** START OF DATA TO PROCESS **

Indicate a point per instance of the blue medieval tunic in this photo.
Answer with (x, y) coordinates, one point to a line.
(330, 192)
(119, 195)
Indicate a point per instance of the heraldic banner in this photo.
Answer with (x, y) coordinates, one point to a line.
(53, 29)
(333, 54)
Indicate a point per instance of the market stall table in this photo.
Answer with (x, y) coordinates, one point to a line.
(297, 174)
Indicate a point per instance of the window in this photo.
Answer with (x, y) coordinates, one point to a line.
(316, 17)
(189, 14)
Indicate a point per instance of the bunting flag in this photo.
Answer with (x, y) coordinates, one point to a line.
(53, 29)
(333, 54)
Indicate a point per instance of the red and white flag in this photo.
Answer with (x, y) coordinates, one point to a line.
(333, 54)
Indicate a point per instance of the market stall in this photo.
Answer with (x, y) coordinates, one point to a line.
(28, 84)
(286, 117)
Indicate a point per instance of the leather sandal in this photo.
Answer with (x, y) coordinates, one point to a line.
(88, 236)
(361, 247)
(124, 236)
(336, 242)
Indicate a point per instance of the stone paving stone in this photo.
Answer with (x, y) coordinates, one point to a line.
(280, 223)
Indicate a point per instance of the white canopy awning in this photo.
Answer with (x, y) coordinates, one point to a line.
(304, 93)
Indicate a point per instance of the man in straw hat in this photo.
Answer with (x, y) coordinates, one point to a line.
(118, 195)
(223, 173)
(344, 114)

** END OF DATA TO PROCESS **
** START OF DATA TO PROCESS **

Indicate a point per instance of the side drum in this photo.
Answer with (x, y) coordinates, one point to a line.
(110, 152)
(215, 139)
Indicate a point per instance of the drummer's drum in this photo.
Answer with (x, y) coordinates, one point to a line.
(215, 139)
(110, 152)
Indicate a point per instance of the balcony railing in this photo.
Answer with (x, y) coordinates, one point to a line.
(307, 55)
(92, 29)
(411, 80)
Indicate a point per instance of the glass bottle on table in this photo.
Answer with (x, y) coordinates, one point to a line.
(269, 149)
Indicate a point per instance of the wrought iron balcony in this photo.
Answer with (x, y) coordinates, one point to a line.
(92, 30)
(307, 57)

** END OF DATA TO PROCESS **

Which lines in the entries contain the string "drum", with case counting? Copy out each of those lines.

| WRITTEN SOLUTION |
Indicate a point per instance of the side drum in this photo.
Indicate a point per instance of the drummer's drum in this photo.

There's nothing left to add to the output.